> 引用文
多くの新規サッカーファンの取り込みに成功 Jリーグ×ドコモによるデジタルマーケティングの全貌

 スポーツチームの支援に力を入れているプラスクラスの平地大樹氏とともに、同業界のマーケティングの現状と課題、今後について探る本連載。今回は、2017年にサッカー産業の発展と地域コミュニティの活性化をデジタルで推進する「トップパートナー契約」を結んだ、Jリーグとドコモのキーマン2人に登場頂いた。スポーツ文化を育むJリーグの百年構想は、デジタルで新たなステージに立っている。

2016年に本格化したJリーグのデジタル活用

今回の登場人物

画像左:株式会社プラスクラス 代表取締役 平地大樹氏

 Webコンサルティング会社プラスクラス代表。プロバスケ選手引退後、人材業界を経験し、Web業界へ。営業活動一切ナシのWebコンサル事業をプラスクラスとして収益化し、現在はプラスクラス・スポーツ・インキュベーション代表として、スポーツ界にWeb/ITを取り入れることを推進している。

画像中央:株式会社Jリーグデジタル プラットフォーム戦略部 部長
笹田 賢吾氏

 18年間勤務したニフティから、2015年4月に公益社団法人日本プロサッカーリーグ(Jリーグ)へ転職。Jリーグのグループ再編により、2017年4月から株式会社Jリーグデジタル プラットフォーム戦略部部長に。Jリーグのデジタルマーケティング戦略を担当するほか、Jリーグの事業・マーケティング本部のto C企画戦略事務局を兼務。

画像右:株式会社NTTドコモ スマートライフ推進部 スポーツ&ライブビジネス推進室
パートナー協創担当部長 石村 彰啓氏

 Jリーグとドコモの「トップパートナー契約」、そしてNTTグループによる「オフィシャルテクノロジーパートナー契約」のもと、Jリーグのデジタルトランスフォーメーションを支援するキーマンとして関わる。

平地:Jリーグとドコモは、2017年に「トップパートナー契約」を結ばれ、両社でデジタル戦略を推進しています。本日は、これまでの取り組みを振り返っていただくとともに、今後の展開をお伺いします。まずは笹田さんから、Jリーグの現状を教えていただけますか。

> 出題内容 1
Jリーグとドコモの記事によると、笹田賢吾氏はJリーグへ転職する前、どの会社に何年間勤めていたか。
> 出題内容 2
Jリーグとドコモの記事を、最後の文の後から書き継ぐこと。

> 元データ
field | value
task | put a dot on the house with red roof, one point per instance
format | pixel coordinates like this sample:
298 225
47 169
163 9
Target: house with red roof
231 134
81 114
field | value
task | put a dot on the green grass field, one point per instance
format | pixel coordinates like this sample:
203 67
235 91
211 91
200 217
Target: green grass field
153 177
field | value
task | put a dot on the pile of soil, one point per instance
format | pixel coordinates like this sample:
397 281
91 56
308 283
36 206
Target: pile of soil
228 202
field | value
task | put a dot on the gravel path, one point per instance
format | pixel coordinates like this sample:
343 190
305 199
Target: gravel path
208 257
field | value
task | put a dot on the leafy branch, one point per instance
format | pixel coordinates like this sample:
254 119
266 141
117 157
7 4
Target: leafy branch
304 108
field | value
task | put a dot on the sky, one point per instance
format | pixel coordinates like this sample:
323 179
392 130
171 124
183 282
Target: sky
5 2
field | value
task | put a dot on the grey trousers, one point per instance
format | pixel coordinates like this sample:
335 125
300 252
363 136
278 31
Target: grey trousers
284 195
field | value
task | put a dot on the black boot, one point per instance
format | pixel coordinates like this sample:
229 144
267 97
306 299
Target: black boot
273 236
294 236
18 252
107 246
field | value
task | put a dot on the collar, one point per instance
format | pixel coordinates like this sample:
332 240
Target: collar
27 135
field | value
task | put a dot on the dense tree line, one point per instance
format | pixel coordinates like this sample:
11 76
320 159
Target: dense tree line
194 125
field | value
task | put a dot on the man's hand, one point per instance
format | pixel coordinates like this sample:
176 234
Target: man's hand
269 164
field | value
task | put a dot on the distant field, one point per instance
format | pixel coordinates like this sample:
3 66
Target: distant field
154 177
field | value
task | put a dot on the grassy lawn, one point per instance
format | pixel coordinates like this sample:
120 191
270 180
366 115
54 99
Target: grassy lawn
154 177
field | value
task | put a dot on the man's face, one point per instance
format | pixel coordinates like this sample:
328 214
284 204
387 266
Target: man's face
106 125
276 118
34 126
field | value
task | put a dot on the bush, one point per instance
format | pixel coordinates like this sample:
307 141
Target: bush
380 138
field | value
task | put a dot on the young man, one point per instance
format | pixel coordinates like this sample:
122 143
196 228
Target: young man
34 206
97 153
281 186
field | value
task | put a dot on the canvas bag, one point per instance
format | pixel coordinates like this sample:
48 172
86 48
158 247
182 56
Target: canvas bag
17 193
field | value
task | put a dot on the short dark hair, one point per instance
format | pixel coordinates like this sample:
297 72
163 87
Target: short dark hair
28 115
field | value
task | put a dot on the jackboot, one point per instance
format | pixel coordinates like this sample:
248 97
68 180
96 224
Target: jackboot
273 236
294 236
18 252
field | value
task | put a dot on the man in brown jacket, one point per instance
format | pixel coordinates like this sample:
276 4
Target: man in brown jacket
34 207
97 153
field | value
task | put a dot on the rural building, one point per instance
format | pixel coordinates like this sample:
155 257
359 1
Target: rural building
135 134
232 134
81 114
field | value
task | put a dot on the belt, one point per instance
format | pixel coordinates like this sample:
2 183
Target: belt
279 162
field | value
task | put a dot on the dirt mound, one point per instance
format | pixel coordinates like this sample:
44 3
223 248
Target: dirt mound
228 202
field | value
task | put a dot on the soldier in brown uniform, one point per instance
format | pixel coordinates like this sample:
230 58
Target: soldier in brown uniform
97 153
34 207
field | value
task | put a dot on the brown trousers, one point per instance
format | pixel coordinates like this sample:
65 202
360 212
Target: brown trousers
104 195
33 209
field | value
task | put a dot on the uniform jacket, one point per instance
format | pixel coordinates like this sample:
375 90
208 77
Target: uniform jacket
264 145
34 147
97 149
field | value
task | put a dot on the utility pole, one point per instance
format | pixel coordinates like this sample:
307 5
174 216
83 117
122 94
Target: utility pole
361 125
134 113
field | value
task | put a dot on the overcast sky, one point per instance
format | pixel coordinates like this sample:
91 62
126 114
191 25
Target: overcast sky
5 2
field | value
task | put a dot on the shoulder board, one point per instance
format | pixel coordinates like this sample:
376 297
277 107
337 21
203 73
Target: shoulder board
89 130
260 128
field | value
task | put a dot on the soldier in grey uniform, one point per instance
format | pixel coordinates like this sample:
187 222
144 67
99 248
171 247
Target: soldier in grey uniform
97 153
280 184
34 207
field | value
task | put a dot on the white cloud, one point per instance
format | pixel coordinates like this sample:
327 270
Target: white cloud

> 記述回答 1
ニフティに18年間勤めていた。

> 記述回答 2
笹田:現在、公益社団法人日本プロサッカーリーグ(Jリーグ)は、Jリーグホールディングス直下4つの事業会社、そしてJ1からJ3までの39都道府県・55クラブより成り立っています。Jリーグは、2015年から4年連続で入場者数1,000万人を突破し、17年度の事業規模は1,000億を超えました。すべてのクラブで3期連続赤字、債務超過がゼロと、世界的に見ても財務状況の良いプロスポーツリーグであることが特長です。

平地:すばらしい運営状況だと思います。最近では日本代表の活躍や、海外のビッグプレーヤーの移籍など、嬉しい話題も続いていますし、リーグ全体で好調と言えそうですね。

笹田:日本には、まだまだスポーツ産業の成長する余地があり、東京五輪を機に活性化が期待されています。そのカギとなるのが、デジタルだと私たちは考えています。そのため、組織の重点戦略として、2016年からデジタル活用をスタートしています。

コアファンの育成が課題に

平地:プロジェクトは、4年目に入られているんですね。これまで、どのような施策を進められてきたのですか。

笹田:まず2015年に、Jリーグ公式サイト「J.LEAGUE.jp」のスマートフォン対応、SEOやオウンドメディア、SNSの強化を行いました。本格的なデジタル活用に着手した2016年は、CRMの領域に注力しました。2017年には、チケット購入・EC・スタジアムWi-Fiなどのサービスが利用できる、CRMを基盤としたJリーグIDをスタート。そのタイミングで公式のチケットサイトとECサイトのリニューアル、公式アプリ「Club J.LEAGUE」のリリースを行いました。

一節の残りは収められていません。